Pemikiran Partai Politik dalam Sejarah
Politik Islam
Salah satu ciri pemikiran politik sunni
adalah menekankan pada faham khilafah centries, yakni kepala negara atau
khilafah menempati posisi yang sangat kuat dalam politik kenegaraan.
Sebaliknya, rakyat hanya dijadikan penonton yang harus mentaati segala perintah
kepala negaranya. Ketaatan dan kepatuhan yang berlebihan ini di dasarkan pada
teks-teks Al Qur’an seperti QS. Al-Nisa:59 dan QS Al-An’am: 165.
Pencirian tersebut tentunya didasarkan
pada latar belakang dan kecenderungan tokoh-tokoh sunni dalam persoalan politik
kenegaraan, semisal Al-Mawardi dan Ibn Taimiyah. Mereka berdua adalah tokoh
ilmu politik Islam yang hidup di lingkungan negara Islam yang sedang mengalami
kemunduran, terutama setelah berkobarnya perang suci atau perang salib antara
tentara Islam dengan tentara.
Pembahasan tentang pokok-pokok pemikiran
Ibn Taimiyah dan Al-Mawardi itu dirasa penting karena keduanya memiliki banyak
kesamaan. Namun sebagai sebuah karya yang tidak dalam satu waktu dan tempat,
keduanya memiliki beberapa perbedaan sesuai dengan latar belakang
masing-masing.
1) Perdebatan tentang konsep Imamah
Sebelum masuk pada pembahasan tentang
pokok-pokok pikiran tentang partai politik, perlu ditelusuri terlebih dulu
pandangan al-Mawardi dan Ibn Taimiyah tentang institusi imamah. Pembahasan ini
sangat penting karena beraitan dengan persoalan fundamental yang menyangkut
hak-hak politik warga.
Bagi al-Mawardi, institusi imamah
diwujudkan dalam rangka melindungi kepentingan agama dan mengatur kehidupan
dunia. Hal ini didasarkan pada ijma ulama yang menganggap bahwa perwujudan itu
bersifat fardu kifayah. Di samping itu juga didasarkan pada realitas empirik
selama masa Nabi, al-khulafa al-rasyidin, dan imperium bani Abbasyiyah dan
Umayyah yang merupakan lambang kesatuan politik Islam.
Pandangan ini memberikan implikasi bahwa
sejarah politik pada masa Nabi, khalifah, dan pasca khalifah menjadi ”sunnah”

**Petunjuk Latihan**
Jawablah pertanyaan berikut berdasarkan artikel tentang pemikiran politik sunni di atas.
(a) Ayat Al-Qur'an mana saja yang menjadi dasar ketaatan dan kepatuhan rakyat kepada kepala negara?
(b) Siapa dua tokoh sunni yang disebut sebagai contoh dalam persoalan politik kenegaraan?
(c) Menurut al-Mawardi, untuk apa institusi imamah diwujudkan?

**Materi Ditampilkan**
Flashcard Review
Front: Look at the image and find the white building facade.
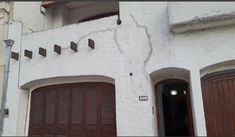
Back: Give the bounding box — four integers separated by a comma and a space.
3, 2, 235, 136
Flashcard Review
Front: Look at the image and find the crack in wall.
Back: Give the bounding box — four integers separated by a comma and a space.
130, 14, 153, 82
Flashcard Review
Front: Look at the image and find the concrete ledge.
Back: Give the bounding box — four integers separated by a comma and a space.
168, 3, 235, 33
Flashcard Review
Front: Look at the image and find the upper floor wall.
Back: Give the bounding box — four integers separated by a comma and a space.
13, 1, 235, 33
168, 2, 235, 33
13, 1, 119, 33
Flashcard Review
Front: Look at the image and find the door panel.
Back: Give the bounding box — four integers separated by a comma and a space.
29, 83, 116, 137
202, 70, 235, 136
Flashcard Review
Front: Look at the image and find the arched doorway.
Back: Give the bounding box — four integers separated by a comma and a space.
28, 82, 117, 137
201, 70, 235, 136
155, 79, 194, 136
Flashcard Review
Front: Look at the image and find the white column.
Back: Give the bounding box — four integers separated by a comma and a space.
190, 69, 207, 136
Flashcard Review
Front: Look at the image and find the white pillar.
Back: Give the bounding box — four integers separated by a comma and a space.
190, 69, 207, 136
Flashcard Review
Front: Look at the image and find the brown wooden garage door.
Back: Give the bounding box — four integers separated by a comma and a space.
29, 83, 116, 137
202, 70, 235, 136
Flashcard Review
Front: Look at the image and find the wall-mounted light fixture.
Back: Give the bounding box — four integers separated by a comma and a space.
24, 49, 33, 59
38, 47, 47, 57
88, 39, 95, 49
70, 41, 78, 52
11, 52, 19, 60
54, 44, 61, 54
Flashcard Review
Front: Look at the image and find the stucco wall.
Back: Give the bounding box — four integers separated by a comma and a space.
168, 2, 235, 33
4, 2, 235, 136
0, 2, 12, 111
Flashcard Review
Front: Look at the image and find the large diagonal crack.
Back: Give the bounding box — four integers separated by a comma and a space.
130, 14, 153, 82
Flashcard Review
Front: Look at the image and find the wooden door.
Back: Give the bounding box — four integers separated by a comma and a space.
202, 70, 235, 136
29, 83, 116, 137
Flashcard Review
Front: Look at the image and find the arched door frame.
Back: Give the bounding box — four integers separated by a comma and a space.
154, 78, 195, 136
25, 81, 117, 135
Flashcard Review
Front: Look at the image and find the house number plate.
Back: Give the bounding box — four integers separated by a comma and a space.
139, 96, 148, 101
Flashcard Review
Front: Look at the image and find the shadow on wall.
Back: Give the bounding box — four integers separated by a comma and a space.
21, 75, 115, 89
150, 67, 190, 85
200, 60, 235, 77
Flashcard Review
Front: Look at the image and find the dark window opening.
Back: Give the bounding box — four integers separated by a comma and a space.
156, 80, 194, 136
78, 11, 119, 22
162, 83, 189, 136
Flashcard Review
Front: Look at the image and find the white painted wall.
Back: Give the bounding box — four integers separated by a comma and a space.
4, 2, 235, 136
168, 2, 235, 33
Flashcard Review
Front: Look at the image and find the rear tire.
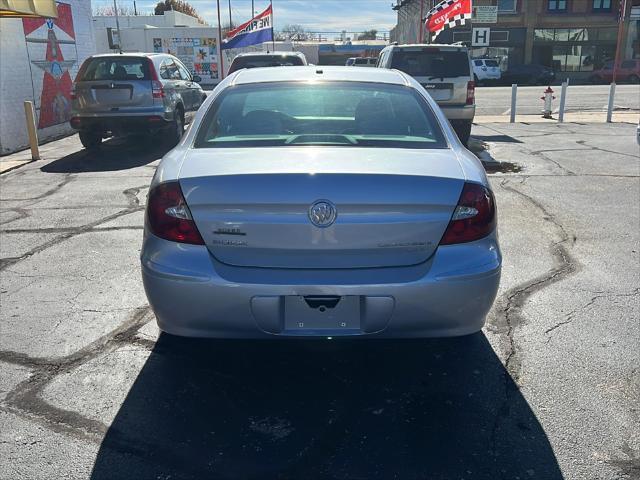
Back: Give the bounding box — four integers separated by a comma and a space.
452, 121, 472, 147
79, 132, 102, 150
167, 108, 184, 148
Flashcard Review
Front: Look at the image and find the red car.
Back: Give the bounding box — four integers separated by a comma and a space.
589, 59, 640, 83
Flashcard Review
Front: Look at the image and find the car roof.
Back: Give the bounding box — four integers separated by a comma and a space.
231, 65, 410, 85
90, 52, 170, 58
387, 43, 468, 50
234, 52, 304, 59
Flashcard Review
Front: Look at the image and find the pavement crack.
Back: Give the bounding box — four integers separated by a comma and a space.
0, 305, 152, 444
490, 176, 578, 455
0, 185, 147, 271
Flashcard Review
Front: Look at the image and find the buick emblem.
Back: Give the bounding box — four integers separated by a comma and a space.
309, 200, 338, 228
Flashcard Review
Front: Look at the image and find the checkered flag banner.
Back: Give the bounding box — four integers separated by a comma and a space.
424, 0, 473, 38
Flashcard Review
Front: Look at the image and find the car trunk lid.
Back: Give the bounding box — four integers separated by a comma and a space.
180, 147, 464, 268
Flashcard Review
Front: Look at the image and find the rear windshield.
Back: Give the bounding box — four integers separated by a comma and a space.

**Hasil Latihan**
(a) QS. Al-Nisa:59 dan QS Al-An'am: 165.
(b) Al-Mawardi dan Ibn Taimiyah.
(c) Untuk melindungi kepentingan agama dan mengatur kehidupan dunia.